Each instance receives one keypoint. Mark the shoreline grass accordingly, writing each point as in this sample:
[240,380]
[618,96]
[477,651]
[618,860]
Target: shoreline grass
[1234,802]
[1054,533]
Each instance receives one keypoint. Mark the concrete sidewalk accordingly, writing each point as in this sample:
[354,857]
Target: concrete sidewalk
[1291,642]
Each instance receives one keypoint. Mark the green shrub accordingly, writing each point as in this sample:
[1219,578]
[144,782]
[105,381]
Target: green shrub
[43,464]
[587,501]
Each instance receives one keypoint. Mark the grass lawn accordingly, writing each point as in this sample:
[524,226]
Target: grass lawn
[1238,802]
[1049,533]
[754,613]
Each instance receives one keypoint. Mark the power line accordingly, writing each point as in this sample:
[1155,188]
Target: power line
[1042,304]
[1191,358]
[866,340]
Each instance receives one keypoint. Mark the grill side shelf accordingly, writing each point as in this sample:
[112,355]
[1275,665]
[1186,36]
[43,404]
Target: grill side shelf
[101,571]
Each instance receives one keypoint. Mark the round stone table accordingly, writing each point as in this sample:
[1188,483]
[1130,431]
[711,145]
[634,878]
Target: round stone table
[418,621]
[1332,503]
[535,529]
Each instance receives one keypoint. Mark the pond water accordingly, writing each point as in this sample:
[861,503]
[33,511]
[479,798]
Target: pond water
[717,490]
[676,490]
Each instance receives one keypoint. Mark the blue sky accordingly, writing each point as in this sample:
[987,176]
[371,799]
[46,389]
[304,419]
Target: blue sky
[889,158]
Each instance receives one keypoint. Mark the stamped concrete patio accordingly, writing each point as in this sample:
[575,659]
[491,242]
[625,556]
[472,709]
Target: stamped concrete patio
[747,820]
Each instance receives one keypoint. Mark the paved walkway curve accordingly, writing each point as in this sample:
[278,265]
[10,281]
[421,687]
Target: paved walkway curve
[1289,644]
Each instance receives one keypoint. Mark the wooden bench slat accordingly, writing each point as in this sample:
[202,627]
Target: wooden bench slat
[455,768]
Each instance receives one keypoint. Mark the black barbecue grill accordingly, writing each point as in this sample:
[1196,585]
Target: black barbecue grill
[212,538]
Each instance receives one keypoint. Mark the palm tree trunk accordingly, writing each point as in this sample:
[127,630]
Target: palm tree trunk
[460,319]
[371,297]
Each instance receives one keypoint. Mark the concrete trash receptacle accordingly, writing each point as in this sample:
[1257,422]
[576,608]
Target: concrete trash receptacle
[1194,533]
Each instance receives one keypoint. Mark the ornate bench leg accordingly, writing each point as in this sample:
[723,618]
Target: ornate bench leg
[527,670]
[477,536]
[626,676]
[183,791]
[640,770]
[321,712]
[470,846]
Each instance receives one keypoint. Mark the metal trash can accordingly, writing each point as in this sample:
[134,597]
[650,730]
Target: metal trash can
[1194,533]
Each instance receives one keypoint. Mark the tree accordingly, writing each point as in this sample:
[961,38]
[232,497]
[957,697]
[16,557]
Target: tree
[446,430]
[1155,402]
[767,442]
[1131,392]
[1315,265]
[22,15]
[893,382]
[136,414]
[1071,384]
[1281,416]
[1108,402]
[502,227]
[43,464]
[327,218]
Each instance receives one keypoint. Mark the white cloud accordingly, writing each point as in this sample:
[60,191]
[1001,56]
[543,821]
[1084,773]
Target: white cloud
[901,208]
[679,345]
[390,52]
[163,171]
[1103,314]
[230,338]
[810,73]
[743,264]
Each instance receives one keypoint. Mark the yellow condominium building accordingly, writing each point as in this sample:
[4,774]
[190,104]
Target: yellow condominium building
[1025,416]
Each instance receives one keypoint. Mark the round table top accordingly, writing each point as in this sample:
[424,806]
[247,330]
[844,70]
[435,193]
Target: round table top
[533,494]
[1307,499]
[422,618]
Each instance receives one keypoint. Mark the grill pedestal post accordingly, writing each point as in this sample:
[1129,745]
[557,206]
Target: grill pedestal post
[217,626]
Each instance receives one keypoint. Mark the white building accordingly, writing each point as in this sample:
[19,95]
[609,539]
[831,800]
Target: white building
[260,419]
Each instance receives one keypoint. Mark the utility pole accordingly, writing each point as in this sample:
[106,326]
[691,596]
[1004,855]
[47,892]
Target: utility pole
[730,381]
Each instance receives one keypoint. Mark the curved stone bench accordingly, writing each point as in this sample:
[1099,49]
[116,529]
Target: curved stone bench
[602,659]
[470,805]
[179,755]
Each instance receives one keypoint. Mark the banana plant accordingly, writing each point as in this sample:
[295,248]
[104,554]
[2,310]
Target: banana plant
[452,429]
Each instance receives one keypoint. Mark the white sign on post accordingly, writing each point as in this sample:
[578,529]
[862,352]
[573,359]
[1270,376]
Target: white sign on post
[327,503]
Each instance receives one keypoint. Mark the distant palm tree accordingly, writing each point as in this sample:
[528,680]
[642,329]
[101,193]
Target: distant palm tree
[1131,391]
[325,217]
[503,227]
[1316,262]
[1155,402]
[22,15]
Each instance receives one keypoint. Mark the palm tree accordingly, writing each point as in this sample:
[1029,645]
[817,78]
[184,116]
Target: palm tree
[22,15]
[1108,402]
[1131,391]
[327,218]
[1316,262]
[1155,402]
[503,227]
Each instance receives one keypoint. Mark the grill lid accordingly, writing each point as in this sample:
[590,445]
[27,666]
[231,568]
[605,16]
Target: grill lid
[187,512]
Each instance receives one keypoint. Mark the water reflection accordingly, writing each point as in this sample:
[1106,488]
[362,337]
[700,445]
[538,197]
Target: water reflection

========================

◆ **Exercise instructions**: Reproduce the records from the line that contains "Each instance receives one keypoint. Mark the curved" through the end, swapping "banana plant" for "banana tree" and leaving everything else unchanged.

◆ **Correct result**:
Each instance receives one keypoint. Mark the curved stone bench accordingly, writing each point as in this sample:
[1099,49]
[116,529]
Target: curved stone bench
[602,659]
[470,805]
[179,755]
Each instance receives one keypoint. Mark the banana tree accordingly, writing each point as in this sample:
[295,248]
[104,554]
[2,310]
Target: banana tree
[452,429]
Each instance receives one keypoint. Mark the white sign on post accordingly, writing each point as in this sample:
[578,529]
[862,352]
[573,359]
[1270,376]
Target: white sign on post
[327,503]
Each instance receives one keypoint. Mark the distant palm tree accordingly, writing each point as in this sample:
[528,680]
[642,329]
[101,193]
Target: distant palm tree
[1131,391]
[325,217]
[503,227]
[1316,262]
[1155,402]
[22,15]
Each instance receives one keypoint. Mark the palm tree accordingly, writing each point as in this sample:
[1029,645]
[817,78]
[184,116]
Target: palm tree
[22,15]
[1108,402]
[1131,391]
[327,218]
[1316,262]
[1155,402]
[503,227]
Each instance receives one keypoint. Mark the grill lid accordingly, writing each point as in this sample:
[590,445]
[27,666]
[231,568]
[605,16]
Target: grill lid
[187,512]
Each instance receives one keypoint. Mark the water reflection accordingly, writing each point as in this sample:
[1106,488]
[362,337]
[700,445]
[538,197]
Target: water reflection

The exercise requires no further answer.